▶ Your instructions: Write out every row below word for word, but leave out the pictures.

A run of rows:
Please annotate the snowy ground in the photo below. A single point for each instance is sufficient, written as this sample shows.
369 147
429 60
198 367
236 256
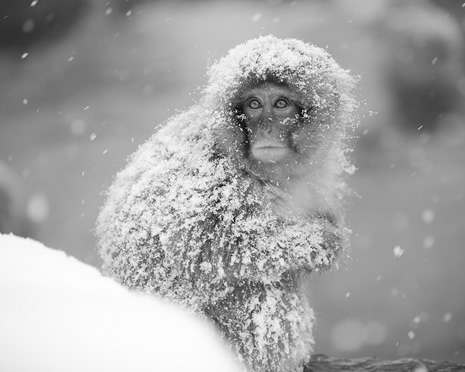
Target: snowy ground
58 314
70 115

▶ Output for this task:
Please annotate the snowy ground in the photo below. A single point for each instance is sufficient, written as this sample shows.
369 147
429 60
198 367
236 256
Target: snowy ground
58 314
70 115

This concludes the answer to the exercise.